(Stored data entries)
______________________________
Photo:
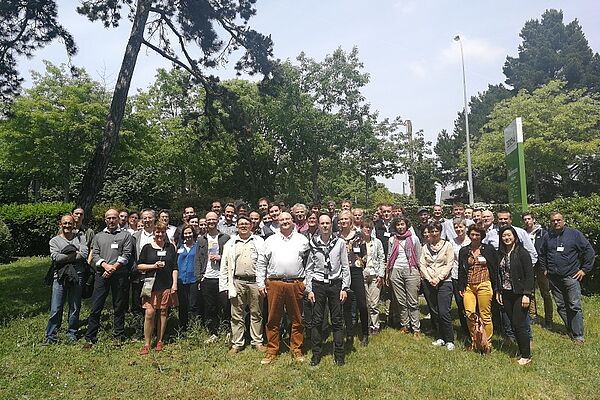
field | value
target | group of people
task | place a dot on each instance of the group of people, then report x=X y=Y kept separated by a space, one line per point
x=309 y=272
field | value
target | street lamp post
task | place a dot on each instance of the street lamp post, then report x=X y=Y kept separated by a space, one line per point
x=411 y=174
x=469 y=168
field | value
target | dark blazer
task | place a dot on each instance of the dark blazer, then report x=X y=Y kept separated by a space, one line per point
x=491 y=255
x=201 y=259
x=521 y=271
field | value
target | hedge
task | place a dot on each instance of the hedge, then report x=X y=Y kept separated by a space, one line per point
x=33 y=225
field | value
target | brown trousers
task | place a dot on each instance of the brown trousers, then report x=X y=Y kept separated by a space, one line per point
x=289 y=295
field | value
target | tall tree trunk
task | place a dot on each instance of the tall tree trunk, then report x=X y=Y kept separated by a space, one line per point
x=93 y=179
x=314 y=178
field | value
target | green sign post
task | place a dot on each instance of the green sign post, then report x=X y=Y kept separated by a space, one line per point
x=515 y=165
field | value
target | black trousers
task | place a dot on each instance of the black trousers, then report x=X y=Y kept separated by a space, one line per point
x=217 y=310
x=460 y=306
x=518 y=318
x=187 y=294
x=441 y=301
x=118 y=285
x=358 y=296
x=327 y=294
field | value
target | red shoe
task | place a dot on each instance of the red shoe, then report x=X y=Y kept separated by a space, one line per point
x=145 y=350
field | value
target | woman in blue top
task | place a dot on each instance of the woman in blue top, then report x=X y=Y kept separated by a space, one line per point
x=186 y=281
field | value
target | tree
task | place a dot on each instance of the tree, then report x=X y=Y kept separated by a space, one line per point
x=188 y=23
x=551 y=50
x=51 y=128
x=561 y=139
x=26 y=26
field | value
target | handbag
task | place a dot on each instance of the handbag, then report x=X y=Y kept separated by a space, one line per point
x=147 y=287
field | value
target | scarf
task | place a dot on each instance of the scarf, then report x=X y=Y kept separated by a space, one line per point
x=409 y=250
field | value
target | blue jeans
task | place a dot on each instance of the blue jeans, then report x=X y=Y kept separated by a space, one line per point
x=73 y=295
x=567 y=295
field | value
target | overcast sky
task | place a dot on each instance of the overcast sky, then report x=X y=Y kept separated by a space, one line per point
x=406 y=47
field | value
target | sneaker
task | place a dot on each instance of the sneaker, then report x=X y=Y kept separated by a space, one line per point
x=87 y=345
x=339 y=362
x=523 y=361
x=269 y=358
x=261 y=348
x=211 y=339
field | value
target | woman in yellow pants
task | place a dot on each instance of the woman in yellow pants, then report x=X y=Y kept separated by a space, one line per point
x=478 y=281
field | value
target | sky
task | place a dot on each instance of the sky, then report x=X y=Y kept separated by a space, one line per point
x=406 y=46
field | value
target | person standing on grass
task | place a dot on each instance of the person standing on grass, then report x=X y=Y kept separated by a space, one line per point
x=459 y=241
x=238 y=281
x=280 y=277
x=403 y=275
x=356 y=306
x=516 y=286
x=112 y=249
x=207 y=270
x=478 y=281
x=68 y=251
x=567 y=257
x=187 y=286
x=159 y=259
x=437 y=259
x=327 y=283
x=371 y=260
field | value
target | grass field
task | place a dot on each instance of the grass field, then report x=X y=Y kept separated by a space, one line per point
x=393 y=366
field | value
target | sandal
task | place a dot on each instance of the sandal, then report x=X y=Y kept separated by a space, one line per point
x=145 y=350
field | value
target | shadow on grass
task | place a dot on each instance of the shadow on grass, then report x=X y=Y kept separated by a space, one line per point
x=23 y=293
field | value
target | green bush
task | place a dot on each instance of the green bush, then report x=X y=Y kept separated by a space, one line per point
x=582 y=214
x=6 y=245
x=33 y=225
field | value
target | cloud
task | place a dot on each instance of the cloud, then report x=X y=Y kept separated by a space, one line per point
x=405 y=7
x=476 y=50
x=419 y=69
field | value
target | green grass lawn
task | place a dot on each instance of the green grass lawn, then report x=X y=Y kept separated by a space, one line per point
x=393 y=366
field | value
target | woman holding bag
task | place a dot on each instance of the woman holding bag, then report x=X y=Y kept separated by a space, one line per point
x=516 y=286
x=159 y=260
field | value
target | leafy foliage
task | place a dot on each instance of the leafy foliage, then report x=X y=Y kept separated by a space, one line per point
x=26 y=26
x=561 y=140
x=552 y=50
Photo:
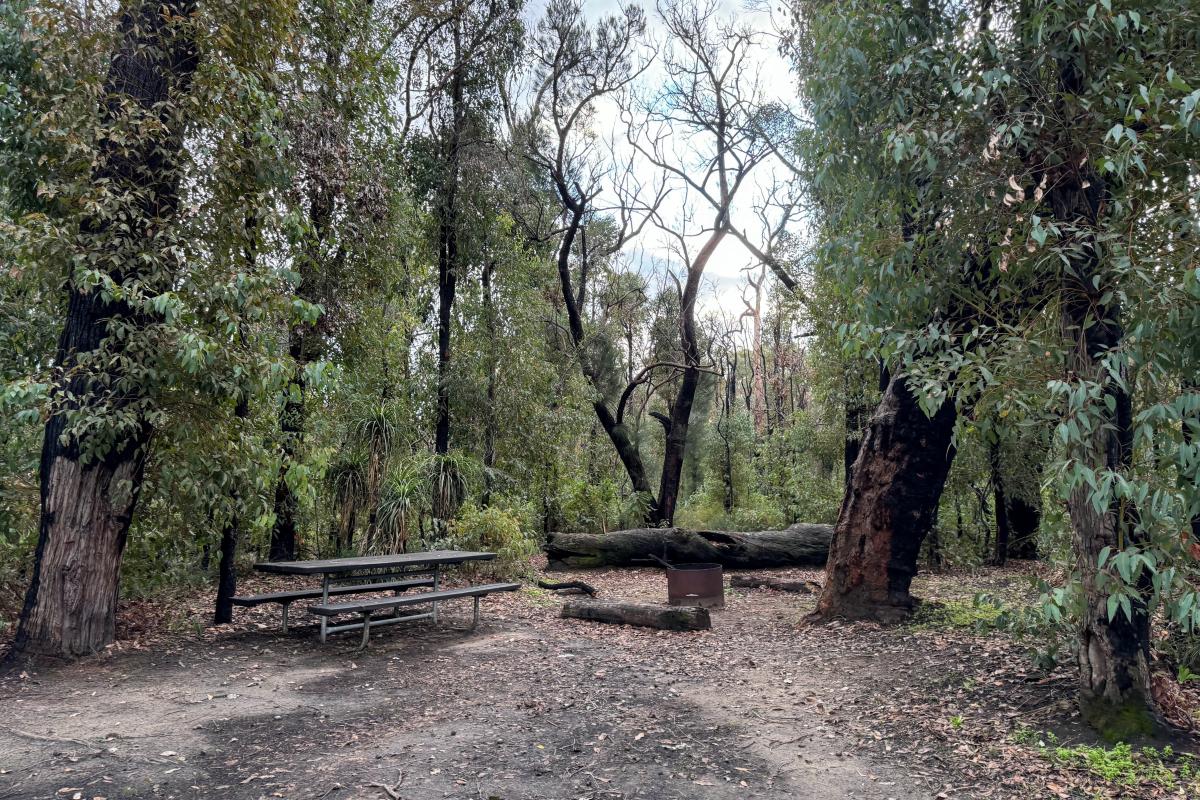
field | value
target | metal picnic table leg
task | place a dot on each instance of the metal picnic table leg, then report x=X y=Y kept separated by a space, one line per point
x=324 y=600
______________________________
### [Task to carry out]
Please rewrite all the data above, changing "place a dot" to "put a marker" wherever it appears and keeping everything else the same. Leave out the pictures.

### [Written solution]
Photo:
field | value
target | group of people
task | put a marker on each instance of the group of people, then report x=X y=Y kept separated by a space, one line per point
x=309 y=272
field | value
target | street lamp post
task | put a marker on each instance of the street lamp post, then report x=X y=Y kept separated by a space, one line per point
x=411 y=174
x=469 y=168
field | value
target | dark blazer
task | put a marker on each instance of the dark blazer, then report x=X y=Y kept separated by a space, one line per point
x=491 y=255
x=201 y=259
x=521 y=271
field | value
target | hedge
task | put a marker on each instance of the hedge, then report x=X y=Y kept separated by a space, one line per point
x=33 y=225
field | value
target | brown trousers
task | put a marker on each instance of the brown trousers, then report x=X y=Y kept separated by a space, one line per point
x=289 y=295
field | value
target | tall tree trunk
task | put a marker on each instance of the tall tree trunk, then report x=X y=Y kept separated by a space, one line per point
x=93 y=179
x=314 y=178
field | value
target | green sign post
task | put a marker on each instance of the green sign post, then report x=X y=Y kept separated by a space, one line per point
x=515 y=165
field | value
target | black trousers
task | put a marker on each instance of the black trousers, then report x=X y=Y kept separated by a space, one line per point
x=217 y=310
x=460 y=306
x=518 y=318
x=187 y=294
x=441 y=301
x=118 y=285
x=358 y=296
x=327 y=294
field | value
target | red shoe
task | put a marker on each instance of the red shoe, then report x=X y=Y kept separated by a space, one line per point
x=145 y=350
field | value
target | woman in blue top
task | put a marker on each instance of the woman in blue top, then report x=X y=Y kept separated by a space, one line per point
x=186 y=281
field | value
target | tree
task | put a marker on each instance of the tree, then report x=X y=Y kept separated by a space, one line per point
x=188 y=23
x=551 y=50
x=51 y=128
x=561 y=139
x=26 y=26
field | value
target | handbag
task | put a marker on each instance of the handbag, then report x=X y=Y kept separated by a space, one line per point
x=147 y=287
field | value
target | scarf
task | put a marker on each instance of the scarf, then report x=X y=Y kept separated by a space, one line per point
x=409 y=250
field | value
target | blue jeans
task | put a marker on each instance of the blue jeans, then report x=X y=Y kept separated by a space, one line per point
x=73 y=295
x=567 y=295
field | value
target | overcast sky
task | put a marker on each instance of the overcast sky, then report x=X y=Y kept separated by a space, one line per point
x=406 y=47
field | value
target | sneaker
task | put a marker on each instance of the sneaker, then report x=X y=Y kept separated by a space, one line per point
x=87 y=345
x=339 y=362
x=523 y=361
x=269 y=358
x=261 y=348
x=211 y=339
field | value
target | woman in yellow pants
task | put a marker on each instance of the woman in yellow pants, then report x=X y=Y kept separated by a space, one line per point
x=478 y=281
field | value
target | sky
task | put a marker on each instance of the sky, then report x=X y=Y kept separated by a space, one line per point
x=406 y=46
field | value
target | person standing on grass
task | put a marker on each instance of the person standing on grass, then report x=X y=Y kept separated by a space, one line per point
x=459 y=241
x=238 y=281
x=280 y=277
x=403 y=275
x=356 y=306
x=516 y=286
x=112 y=249
x=207 y=270
x=478 y=281
x=68 y=251
x=567 y=257
x=187 y=286
x=159 y=259
x=437 y=259
x=327 y=283
x=371 y=260
field | value
target | grass field
task | put a marker on each instance of the grass field, then report x=X y=Y kept separated by a space, one line per point
x=393 y=366
field | value
target | sandal
task | put a marker on each instance of the sandal, then report x=X y=Y kept separated by a space, one line per point
x=145 y=350
field | value
target | shadow on grass
task | put a marker on each instance of the shadow on grass, then report x=X y=Y kept separated by a space, one line per point
x=23 y=293
field | value
target | green bush
task | put a marker on each instance of the green bush, then report x=X y=Y kept separated by a space, one line per point
x=582 y=214
x=6 y=245
x=33 y=225
field | value
target | cloud
task | put a marker on each instance of the cloud, then report x=X y=Y kept separated by a space, one line per point
x=405 y=7
x=476 y=50
x=419 y=69
field | value
target | green grass lawn
task | put a marker on each instance of the green grass lawn, then report x=X y=Y kept separated by a space, one line per point
x=393 y=366
field | value
target | woman holding bag
task | put a marker on each instance of the woman holding bag, then report x=X y=Y kept separated by a space, one line per point
x=516 y=286
x=159 y=260
field | value
target | leafy foliage
task | put a marker on each instance of the leafy foliage, then report x=X y=Y kept separated by a space, one line per point
x=26 y=26
x=561 y=140
x=552 y=50
Photo:
field | value
target | metal picnic table leg
task | put a marker on each instance of the metal picnic table leg, then report x=X y=Y kept separated by a space, one line per point
x=324 y=600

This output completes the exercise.